GIVEN EXERCISE ::
Output all of the entries below precisely as written.

[Coordinate labeling data]
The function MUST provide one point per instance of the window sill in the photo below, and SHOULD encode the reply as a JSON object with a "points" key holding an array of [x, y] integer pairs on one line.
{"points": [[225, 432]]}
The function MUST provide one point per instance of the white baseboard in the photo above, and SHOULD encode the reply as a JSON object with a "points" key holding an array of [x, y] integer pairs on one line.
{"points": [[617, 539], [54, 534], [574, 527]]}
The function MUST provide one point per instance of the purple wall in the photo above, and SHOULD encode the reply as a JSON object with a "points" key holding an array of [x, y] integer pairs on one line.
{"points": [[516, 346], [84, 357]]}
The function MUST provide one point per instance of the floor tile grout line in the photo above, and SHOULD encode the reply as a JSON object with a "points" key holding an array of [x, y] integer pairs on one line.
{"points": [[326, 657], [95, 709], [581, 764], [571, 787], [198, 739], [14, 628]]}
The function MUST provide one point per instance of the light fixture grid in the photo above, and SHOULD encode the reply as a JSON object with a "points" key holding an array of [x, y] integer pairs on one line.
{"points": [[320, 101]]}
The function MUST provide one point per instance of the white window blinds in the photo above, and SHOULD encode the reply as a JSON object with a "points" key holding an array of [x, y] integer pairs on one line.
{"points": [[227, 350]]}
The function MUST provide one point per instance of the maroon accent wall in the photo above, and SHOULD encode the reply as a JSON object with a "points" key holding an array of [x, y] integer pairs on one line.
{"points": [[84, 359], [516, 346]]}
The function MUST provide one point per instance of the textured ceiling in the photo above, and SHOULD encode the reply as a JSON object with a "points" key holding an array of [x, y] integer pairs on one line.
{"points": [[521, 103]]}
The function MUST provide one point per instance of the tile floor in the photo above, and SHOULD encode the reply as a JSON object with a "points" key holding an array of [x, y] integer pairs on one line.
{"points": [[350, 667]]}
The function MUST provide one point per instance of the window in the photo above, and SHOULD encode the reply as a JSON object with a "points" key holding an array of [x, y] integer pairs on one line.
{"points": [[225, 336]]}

THE SOLUTION ::
The function MUST provide one point per instance of the window sill in the photo below, and SHOULD encode the reply as a JSON object with a "points" key holding an array of [x, y] integer pairs on one line.
{"points": [[225, 432]]}
The function MUST provide one point per instance of the white baseboard in the photo above, and SHOULD encode the reply as a JSON object with a "points" key holding an array of [x, y] integer pairs on one line.
{"points": [[617, 539], [54, 534], [574, 527]]}
The function MUST provide one point per instance of the purple wall in the photo above, and SHOULD encode the reply as a JSON object with a "points" key holding an array of [x, y] integer pairs on one line.
{"points": [[516, 346], [84, 357]]}
The function MUST provide one point per instance of the floor tile grout line in the photo above, and SHOULD encode the reply as a JSON object with a "points" key holding an array of [x, y] integer pairs on one line.
{"points": [[326, 657], [95, 709], [581, 764], [571, 787], [198, 739], [14, 628]]}
The function MUST provide one point per instance of the light fixture grid in the photo above, and SHOULD encode the reply as a JSON object with a "points" key holding an array of [x, y] integer pairs on one line.
{"points": [[320, 101]]}
The function MUST provide one point per instance of the white window blinds in the photo above, and SHOULD encode the reply as a JSON object with a "points" key holding an array of [x, y] integer pairs on one line.
{"points": [[227, 350]]}
The function MUST provide one point per instance of the maroon accent wall in the photo above, and SHOULD encode the reply as a JSON object with a "points" key holding an array of [x, y] integer pairs on one line.
{"points": [[84, 359], [516, 346]]}
The function MUST provide one point per instance of the textured ceiling in the photo above, and SHOULD encode the reply as a JSON object with a "points" key holding an array of [x, y] integer pairs on one line.
{"points": [[521, 103]]}
The function MUST provide one point per instance of the tile floor in the photo above, and SHOULD encode the reply as a JSON object with a "points" key holding an array of [x, y] integer pairs on one line.
{"points": [[350, 667]]}
The function MUST provide one point per instance of the window in the photo above, and SHOULD encode the reply as a JSON object with a "points" key holding an array of [x, y] integer pairs on one line.
{"points": [[225, 336]]}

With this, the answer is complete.